(Source records)
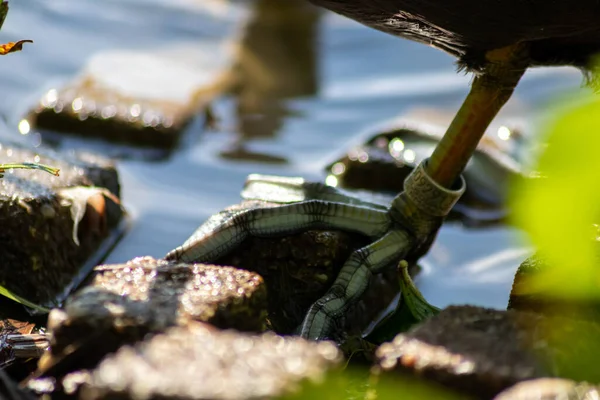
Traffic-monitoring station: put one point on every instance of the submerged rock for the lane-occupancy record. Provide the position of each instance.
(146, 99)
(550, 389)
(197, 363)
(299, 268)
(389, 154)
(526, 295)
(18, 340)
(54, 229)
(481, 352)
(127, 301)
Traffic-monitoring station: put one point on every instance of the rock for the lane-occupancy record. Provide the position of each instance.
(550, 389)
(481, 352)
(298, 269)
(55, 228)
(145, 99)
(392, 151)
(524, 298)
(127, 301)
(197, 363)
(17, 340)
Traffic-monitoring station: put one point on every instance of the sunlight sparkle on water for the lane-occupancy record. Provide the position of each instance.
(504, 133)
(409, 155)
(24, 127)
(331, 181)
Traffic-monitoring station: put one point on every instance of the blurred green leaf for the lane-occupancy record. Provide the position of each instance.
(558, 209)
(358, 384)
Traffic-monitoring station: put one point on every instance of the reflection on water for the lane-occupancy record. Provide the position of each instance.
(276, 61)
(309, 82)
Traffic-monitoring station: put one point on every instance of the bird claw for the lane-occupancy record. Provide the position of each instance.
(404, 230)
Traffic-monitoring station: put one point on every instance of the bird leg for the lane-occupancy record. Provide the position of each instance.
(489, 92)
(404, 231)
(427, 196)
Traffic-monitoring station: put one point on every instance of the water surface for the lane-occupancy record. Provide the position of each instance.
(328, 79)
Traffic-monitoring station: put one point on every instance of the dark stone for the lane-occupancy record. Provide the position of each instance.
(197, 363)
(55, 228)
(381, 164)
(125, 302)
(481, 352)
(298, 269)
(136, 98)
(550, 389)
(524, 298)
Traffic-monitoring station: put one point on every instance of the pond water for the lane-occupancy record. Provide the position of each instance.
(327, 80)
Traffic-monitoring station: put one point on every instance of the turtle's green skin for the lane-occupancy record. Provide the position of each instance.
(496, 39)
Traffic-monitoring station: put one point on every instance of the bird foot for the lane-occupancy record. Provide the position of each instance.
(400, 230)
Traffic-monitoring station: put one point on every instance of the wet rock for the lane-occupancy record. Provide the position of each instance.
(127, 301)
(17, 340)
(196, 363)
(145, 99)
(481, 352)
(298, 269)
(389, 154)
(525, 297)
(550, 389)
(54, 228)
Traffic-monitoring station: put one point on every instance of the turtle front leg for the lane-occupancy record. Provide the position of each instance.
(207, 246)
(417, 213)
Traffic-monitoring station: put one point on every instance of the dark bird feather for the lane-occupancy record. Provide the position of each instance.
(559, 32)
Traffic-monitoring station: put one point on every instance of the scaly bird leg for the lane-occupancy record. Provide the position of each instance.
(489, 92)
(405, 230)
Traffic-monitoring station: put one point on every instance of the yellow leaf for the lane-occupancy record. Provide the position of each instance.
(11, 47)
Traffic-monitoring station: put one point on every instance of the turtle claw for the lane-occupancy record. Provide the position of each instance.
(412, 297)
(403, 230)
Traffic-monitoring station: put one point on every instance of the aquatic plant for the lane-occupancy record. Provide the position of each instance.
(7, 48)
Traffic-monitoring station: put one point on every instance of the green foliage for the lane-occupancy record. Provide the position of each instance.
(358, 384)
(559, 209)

- Exercise objective: Extract every line from the one containing "of the scaly" to the end of the entries, including both of those lines, exactly as given and with nothing added.

- Result of this exercise:
Traffic-monitoring station: put one point on every instance of the scaly bird leg for the lane-occupancy record. Provide the position of each instance.
(489, 92)
(405, 230)
Traffic-monitoring station: put one point on every instance of the yellow leaf for the lane-occupancy record. Provide the position of each instance.
(11, 47)
Traffic-monitoring station: put one point on every instance of the turtle claw for the lane-occupancy record. Provide the position of each instance.
(412, 297)
(403, 230)
Traffic-monitoring station: put one point on every instance of the aquatic plant for the lane-occupancy record. Provide the position of each instance.
(7, 48)
Traffic-monitoring station: put one point on every instance of the green foliage for the lane-occupancy record. Provide the position of each instance.
(358, 384)
(559, 209)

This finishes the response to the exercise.